PROBLEM TO SOLVE -
Select from the records below every line that has the word "before" in it.

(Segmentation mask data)

BEGIN

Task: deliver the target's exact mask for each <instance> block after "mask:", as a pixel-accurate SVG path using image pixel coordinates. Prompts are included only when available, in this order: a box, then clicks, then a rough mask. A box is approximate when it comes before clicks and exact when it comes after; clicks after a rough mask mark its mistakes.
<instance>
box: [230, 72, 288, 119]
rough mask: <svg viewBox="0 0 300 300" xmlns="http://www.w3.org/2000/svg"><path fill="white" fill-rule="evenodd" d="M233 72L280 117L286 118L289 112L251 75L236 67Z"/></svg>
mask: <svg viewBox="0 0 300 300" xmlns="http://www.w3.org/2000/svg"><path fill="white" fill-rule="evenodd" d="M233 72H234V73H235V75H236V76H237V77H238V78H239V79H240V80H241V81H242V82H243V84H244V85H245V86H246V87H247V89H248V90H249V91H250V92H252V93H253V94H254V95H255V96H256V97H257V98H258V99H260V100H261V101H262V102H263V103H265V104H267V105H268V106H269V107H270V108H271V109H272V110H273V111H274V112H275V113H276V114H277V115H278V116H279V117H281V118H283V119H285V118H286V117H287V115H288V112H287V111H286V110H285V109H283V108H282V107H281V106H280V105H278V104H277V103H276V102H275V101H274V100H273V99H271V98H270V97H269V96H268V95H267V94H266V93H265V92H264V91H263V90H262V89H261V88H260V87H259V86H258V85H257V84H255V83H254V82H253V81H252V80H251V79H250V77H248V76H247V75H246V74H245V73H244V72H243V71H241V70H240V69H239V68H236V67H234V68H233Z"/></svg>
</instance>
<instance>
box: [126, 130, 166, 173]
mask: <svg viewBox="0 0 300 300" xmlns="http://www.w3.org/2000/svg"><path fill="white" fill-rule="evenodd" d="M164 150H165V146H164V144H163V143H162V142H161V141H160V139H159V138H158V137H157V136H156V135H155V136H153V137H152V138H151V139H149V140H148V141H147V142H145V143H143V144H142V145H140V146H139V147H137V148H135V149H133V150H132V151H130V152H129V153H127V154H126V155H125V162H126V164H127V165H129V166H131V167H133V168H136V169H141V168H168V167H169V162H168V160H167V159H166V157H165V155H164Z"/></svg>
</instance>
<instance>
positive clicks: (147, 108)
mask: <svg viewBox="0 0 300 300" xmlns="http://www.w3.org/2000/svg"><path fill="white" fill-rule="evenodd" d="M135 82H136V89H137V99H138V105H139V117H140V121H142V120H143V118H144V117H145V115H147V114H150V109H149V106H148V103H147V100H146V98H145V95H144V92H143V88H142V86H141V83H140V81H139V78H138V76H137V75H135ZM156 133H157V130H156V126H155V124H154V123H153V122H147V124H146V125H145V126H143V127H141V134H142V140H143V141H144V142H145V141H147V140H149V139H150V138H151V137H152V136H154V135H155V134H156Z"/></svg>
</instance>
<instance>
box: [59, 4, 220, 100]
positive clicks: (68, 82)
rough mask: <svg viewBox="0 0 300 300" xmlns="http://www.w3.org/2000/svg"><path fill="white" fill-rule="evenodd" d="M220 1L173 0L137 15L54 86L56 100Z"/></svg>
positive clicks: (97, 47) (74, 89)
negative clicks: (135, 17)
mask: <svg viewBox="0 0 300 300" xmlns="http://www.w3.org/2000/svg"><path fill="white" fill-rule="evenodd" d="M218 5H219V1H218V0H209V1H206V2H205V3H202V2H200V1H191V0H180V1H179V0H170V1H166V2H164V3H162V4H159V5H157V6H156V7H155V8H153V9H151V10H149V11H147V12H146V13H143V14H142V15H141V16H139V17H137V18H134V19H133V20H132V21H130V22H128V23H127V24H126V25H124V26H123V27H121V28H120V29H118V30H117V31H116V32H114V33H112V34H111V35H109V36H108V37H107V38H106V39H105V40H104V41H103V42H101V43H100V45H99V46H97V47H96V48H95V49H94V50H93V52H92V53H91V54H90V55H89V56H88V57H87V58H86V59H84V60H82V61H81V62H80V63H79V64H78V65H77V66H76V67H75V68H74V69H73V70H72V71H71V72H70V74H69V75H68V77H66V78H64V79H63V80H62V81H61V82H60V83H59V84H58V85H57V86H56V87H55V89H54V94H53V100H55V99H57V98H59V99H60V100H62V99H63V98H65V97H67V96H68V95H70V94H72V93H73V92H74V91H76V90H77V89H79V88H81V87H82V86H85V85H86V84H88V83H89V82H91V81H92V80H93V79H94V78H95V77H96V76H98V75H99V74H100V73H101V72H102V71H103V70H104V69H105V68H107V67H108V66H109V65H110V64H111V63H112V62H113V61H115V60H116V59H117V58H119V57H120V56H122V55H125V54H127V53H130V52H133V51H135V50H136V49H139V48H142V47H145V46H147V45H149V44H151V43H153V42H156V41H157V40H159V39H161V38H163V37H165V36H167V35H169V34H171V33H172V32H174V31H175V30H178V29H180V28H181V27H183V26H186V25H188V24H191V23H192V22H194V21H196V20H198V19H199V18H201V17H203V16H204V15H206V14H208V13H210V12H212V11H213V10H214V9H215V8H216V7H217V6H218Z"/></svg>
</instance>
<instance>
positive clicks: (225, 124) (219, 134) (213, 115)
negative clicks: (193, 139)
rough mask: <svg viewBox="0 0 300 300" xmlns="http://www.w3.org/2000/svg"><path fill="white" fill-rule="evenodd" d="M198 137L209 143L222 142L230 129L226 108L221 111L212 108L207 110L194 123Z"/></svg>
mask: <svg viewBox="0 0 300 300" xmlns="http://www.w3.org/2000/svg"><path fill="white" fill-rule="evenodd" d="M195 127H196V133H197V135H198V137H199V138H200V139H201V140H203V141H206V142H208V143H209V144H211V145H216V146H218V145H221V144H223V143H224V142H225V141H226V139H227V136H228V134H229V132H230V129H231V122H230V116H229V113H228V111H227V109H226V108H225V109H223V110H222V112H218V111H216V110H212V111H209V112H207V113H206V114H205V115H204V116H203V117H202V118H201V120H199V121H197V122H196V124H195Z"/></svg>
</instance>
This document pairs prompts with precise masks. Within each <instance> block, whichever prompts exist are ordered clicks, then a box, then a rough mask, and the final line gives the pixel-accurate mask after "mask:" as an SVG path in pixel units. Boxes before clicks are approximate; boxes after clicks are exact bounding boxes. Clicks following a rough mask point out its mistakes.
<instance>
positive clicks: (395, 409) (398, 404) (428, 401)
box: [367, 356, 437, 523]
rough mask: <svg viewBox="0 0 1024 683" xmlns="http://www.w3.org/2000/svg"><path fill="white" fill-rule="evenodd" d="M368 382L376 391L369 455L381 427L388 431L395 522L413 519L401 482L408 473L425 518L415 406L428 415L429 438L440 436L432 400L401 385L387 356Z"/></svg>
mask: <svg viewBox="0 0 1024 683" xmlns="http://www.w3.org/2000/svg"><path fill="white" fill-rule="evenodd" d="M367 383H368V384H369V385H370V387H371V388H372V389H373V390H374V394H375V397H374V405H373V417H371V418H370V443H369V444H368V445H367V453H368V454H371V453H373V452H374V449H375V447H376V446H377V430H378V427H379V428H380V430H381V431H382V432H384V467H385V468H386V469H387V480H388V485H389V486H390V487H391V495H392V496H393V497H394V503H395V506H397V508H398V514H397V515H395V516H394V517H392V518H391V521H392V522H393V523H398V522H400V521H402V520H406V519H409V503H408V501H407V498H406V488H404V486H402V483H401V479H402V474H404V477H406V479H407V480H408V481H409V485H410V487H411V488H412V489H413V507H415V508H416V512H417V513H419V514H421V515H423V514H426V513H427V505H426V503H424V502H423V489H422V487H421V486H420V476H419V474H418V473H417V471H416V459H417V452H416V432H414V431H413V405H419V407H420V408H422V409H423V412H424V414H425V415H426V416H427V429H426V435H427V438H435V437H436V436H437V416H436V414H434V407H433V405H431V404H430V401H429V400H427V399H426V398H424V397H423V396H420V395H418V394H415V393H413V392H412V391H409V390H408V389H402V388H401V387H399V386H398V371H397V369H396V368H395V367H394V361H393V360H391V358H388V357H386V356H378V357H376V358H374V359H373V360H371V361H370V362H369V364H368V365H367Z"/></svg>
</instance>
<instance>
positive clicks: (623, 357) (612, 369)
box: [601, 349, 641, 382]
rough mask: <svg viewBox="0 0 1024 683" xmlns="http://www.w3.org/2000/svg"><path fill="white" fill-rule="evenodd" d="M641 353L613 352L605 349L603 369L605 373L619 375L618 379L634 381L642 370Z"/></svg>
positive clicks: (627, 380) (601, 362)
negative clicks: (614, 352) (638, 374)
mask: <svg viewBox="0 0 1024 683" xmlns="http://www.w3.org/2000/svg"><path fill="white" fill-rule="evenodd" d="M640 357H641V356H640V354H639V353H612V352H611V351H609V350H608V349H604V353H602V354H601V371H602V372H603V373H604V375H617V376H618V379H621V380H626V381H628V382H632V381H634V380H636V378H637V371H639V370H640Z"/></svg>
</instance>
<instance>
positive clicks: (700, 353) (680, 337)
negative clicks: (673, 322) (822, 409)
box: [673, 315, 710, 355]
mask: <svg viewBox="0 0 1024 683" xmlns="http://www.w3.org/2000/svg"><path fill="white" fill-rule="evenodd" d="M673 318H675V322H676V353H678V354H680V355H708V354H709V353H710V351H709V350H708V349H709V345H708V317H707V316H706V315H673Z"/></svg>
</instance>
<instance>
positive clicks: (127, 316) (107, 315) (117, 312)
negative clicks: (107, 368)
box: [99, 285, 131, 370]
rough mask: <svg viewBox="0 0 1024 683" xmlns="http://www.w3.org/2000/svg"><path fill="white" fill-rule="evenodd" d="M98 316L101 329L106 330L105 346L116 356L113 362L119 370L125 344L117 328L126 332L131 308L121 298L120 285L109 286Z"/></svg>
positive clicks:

END

RESULT BELOW -
Task: deliver the target's exact mask for each <instance> block after "mask:", as a pixel-accurate SVG path using image pixel coordinates. Prompts are included only when available, in this order: a box, then clicks, then a rough mask. A box is approximate when it comes before clicks and exact when it comes after; clicks after a rough mask mark its mistakes.
This document pairs prompts with precise masks. Within each <instance> block, whichever prompts exist are ordered clicks, then a box, then a rough mask, and the final line gives the pixel-accurate mask after "mask:" as an SVG path in pixel units. Boxes before clicks are approximate; boxes after clicks are exact bounding boxes. Clicks following a rough mask point out its mistakes.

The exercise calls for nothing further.